Document excerpt:
◇ ◇ ◇
I have to give it to Jason Miller. I mean, it was, this is a pretty interesting read.

PRESTON: Here's thing that you have to ask yourself too about the whole issue for the Republican Party. And let me defend the Republican Party in this. Almost every republican official in Washington, I think just about every one of them, believes that Barack Obama was born in the United States.

LEMON: Republican officials, but not most republicans, I believe, especially Donald Trump supporters.

PRESTON: Look, I think it's like 20 percent of people who were at national polls...

LEMON: Born outside of the United States and he's Muslim.

PRESTON: Think he was born -- you know, by the way, they all don't have to be republicans. Some of those could be very conservative democrats, they could be independents.

LEMON: Or just people who are divorced from reality.

PRESTON: Correct. I mean, they don't even need a political affiliation. But the fact is that this issue should have been put to bed a long time ago. Hillary Clinton's e-mail issue should have never happened, these medical records that we got in the last 24 hours should have been put together...

LEMON: Donald Trump shouldn't release his tax...

PRESTON: The tax issue should have been released a long time ago. I mean, this is another line of transparency that we're not seeing from either candidates.

LEMON: Yes. Dana, "Mr. Trump is now totally focused on bringing jobs back to American, defeating radical Islamic terrorism, taking care of our veterans, introducing choice of school, opportunities, and rebuilding and making our inner cities safe again." End of story. It's done. This issue is over.

BASH: Well, that's what he hopes. When I was talking to the senior aide who I talked to in the commercial break who gave us the breaking news that we reported that this statement was coming, that was my first question, why now? And the answer was, so he can focus on other things, the things in that statement.
◇ ◇ ◇
Information shown:
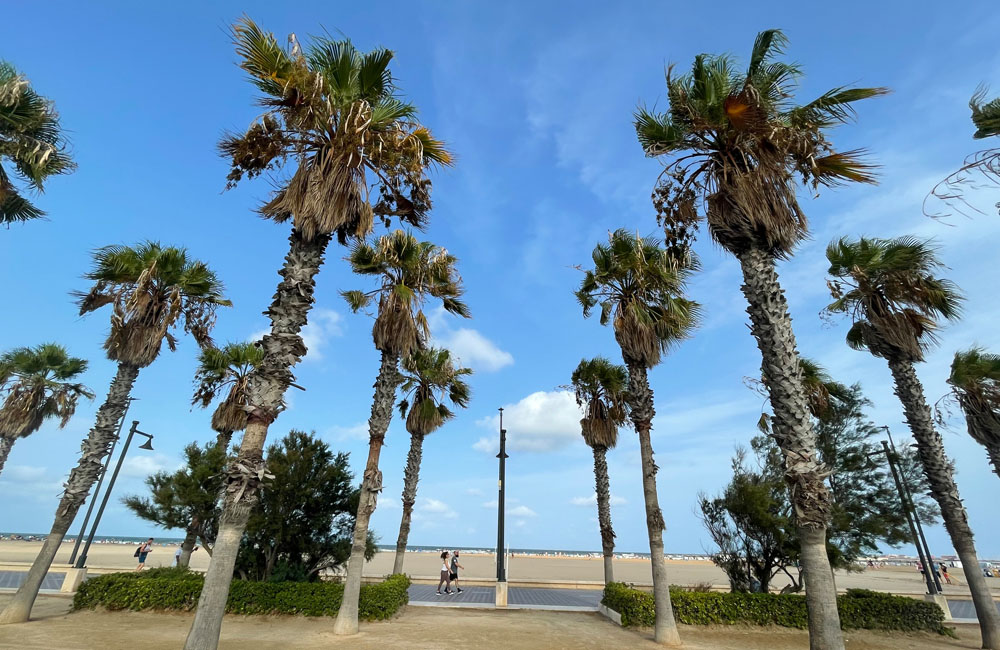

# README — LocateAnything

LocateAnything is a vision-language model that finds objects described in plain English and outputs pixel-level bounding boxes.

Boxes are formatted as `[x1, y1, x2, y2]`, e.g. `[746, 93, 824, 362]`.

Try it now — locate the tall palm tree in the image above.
[392, 348, 472, 574]
[635, 30, 887, 650]
[0, 242, 232, 623]
[0, 61, 76, 225]
[333, 230, 469, 634]
[570, 357, 628, 584]
[826, 237, 1000, 650]
[0, 343, 94, 472]
[576, 230, 699, 645]
[948, 347, 1000, 476]
[191, 342, 264, 449]
[185, 18, 451, 650]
◇ ◇ ◇
What the task requires: In the broadcast transcript, what reason did the senior aide give Bash when she asked why the statement was coming now? Answer using only the broadcast transcript.

Written reply: So that he can focus on other things, namely the things in that statement.